Please write out all of the entries beneath this line exactly, skipping the pictures.

(Records excerpted from a collection)
Content starts
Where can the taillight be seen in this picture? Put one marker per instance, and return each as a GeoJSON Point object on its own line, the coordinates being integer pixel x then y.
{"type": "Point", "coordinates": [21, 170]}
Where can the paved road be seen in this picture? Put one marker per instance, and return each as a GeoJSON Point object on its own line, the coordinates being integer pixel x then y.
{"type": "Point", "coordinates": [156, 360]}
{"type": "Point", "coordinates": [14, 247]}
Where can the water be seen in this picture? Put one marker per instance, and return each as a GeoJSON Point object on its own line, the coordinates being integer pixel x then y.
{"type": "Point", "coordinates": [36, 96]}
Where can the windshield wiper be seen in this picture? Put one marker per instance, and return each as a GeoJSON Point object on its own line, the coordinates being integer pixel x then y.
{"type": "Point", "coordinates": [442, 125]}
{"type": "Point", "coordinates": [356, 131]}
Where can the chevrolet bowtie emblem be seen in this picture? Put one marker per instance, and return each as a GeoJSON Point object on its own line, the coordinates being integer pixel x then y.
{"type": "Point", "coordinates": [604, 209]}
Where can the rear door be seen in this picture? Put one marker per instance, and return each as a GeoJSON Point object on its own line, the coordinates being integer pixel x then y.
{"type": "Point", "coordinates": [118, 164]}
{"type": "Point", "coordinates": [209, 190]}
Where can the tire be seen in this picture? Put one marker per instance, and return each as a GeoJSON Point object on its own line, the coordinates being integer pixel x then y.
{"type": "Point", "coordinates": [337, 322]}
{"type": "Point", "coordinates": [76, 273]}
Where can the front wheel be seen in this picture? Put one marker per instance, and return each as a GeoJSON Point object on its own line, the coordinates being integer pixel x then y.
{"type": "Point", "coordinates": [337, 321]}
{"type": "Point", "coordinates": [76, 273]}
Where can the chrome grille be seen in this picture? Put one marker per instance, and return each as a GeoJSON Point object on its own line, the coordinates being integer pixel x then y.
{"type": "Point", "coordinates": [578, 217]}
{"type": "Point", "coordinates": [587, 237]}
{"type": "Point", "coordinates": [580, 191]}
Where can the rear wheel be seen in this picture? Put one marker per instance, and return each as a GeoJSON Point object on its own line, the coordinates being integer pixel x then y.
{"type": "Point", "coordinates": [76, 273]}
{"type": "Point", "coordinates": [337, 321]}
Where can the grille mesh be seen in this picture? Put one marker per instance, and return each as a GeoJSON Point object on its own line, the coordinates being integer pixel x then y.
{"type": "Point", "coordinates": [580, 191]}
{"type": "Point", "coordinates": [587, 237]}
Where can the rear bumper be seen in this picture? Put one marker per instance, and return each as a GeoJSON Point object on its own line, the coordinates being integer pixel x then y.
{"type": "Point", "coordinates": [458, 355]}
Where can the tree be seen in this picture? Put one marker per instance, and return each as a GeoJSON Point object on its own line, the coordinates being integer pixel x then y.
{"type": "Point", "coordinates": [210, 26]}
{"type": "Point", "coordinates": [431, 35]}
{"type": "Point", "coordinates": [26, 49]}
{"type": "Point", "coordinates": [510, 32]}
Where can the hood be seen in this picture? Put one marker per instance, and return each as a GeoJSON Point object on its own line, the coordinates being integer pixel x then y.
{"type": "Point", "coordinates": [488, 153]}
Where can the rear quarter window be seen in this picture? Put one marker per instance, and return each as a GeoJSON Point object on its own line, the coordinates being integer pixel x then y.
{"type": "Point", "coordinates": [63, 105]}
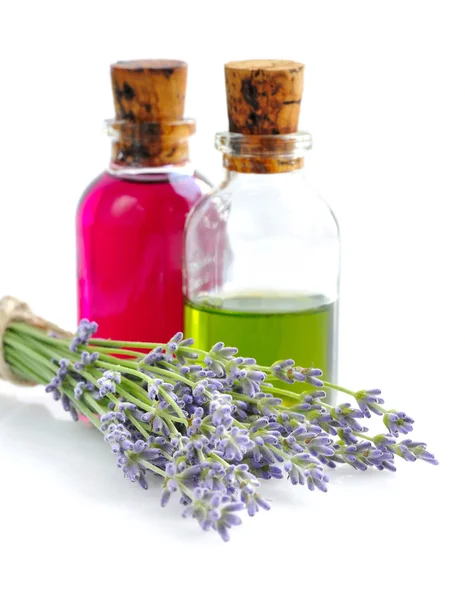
Content ends
* SOLUTION TO THE EXERCISE
Where can the taillight be seen in this picture? Put one marker per instance, and return each as a GeoJSON Point object on its own line, the coordinates being integer pixel x then y.
{"type": "Point", "coordinates": [21, 170]}
Where can the paved road be seen in this picture? Put one marker per instance, and return each as a GeoJSON Point object on its own line, the coordinates being integer pixel x then y.
{"type": "Point", "coordinates": [156, 360]}
{"type": "Point", "coordinates": [14, 247]}
Where can the water be seen in this picture? Put one marker per instance, and return each as a GeoJSON Point object on its own line, the coordinates being integer pixel x then y.
{"type": "Point", "coordinates": [36, 96]}
Where can the windshield wiper be seen in this picture? Put one marker per instance, and return each as a GeoJSON Point object on its own line, the coordinates being integer pixel x then y.
{"type": "Point", "coordinates": [442, 125]}
{"type": "Point", "coordinates": [356, 131]}
Where can the chevrolet bowtie emblem be seen in this picture? Put one marker per instance, and return each as a GeoJSON Point object on its own line, the coordinates being integer pixel x then y.
{"type": "Point", "coordinates": [604, 209]}
Where can the rear door be seen in this picture? Put one marker per instance, and return each as a GeoJSON Point object on its own line, the coordinates being integer pixel x then y.
{"type": "Point", "coordinates": [118, 164]}
{"type": "Point", "coordinates": [209, 190]}
Where can the tire be seen in this picture? Put one marker per instance, and return each as a GeoJSON Point object on its own line, the coordinates being integer pixel x then y.
{"type": "Point", "coordinates": [337, 322]}
{"type": "Point", "coordinates": [76, 273]}
Where can the front wheel be seen in this picture? Put one marker per instance, and return each as a GeoJSON Point object on its own line, the coordinates being integer pixel x then y.
{"type": "Point", "coordinates": [337, 321]}
{"type": "Point", "coordinates": [76, 273]}
Where can the chrome grille be seen in this picture? Put one marker per instance, and return each as a GeoJSON Point object on its own line, the coordinates being integer pixel x then y.
{"type": "Point", "coordinates": [578, 217]}
{"type": "Point", "coordinates": [587, 237]}
{"type": "Point", "coordinates": [580, 191]}
Where can the rear wheel be seen in this picture? Put one marker per instance, and return each as a GeoJSON Point object on its own line, the coordinates being integer pixel x then y.
{"type": "Point", "coordinates": [76, 273]}
{"type": "Point", "coordinates": [337, 321]}
Where can the grille mesh be seen in this picture? Put one marker per instance, and return each as a GeoJSON Point object on its own line, the coordinates being integer pixel x then y.
{"type": "Point", "coordinates": [580, 191]}
{"type": "Point", "coordinates": [587, 237]}
Where can the rear bumper be seen in this picture? Put one marker per instance, and return each as a GeoJSON Point object on its own line, the coordinates being integer pixel x then y.
{"type": "Point", "coordinates": [458, 355]}
Where can the tree be seen in this picture? Put one marker per instance, and return each as a GeoJSON Point object on its own line, the coordinates being integer pixel x then y.
{"type": "Point", "coordinates": [210, 26]}
{"type": "Point", "coordinates": [431, 35]}
{"type": "Point", "coordinates": [26, 49]}
{"type": "Point", "coordinates": [510, 32]}
Where can the hood be seen in this picture? Put one marker per instance, and return each as a GeoJSON Point object on its own line, the coordinates being integer pixel x then y.
{"type": "Point", "coordinates": [488, 153]}
Where can the rear quarter window be seen in this picture? Put one marker per instance, and return each as a GeoJSON Point object on its own line, the coordinates being integer pixel x then y.
{"type": "Point", "coordinates": [63, 105]}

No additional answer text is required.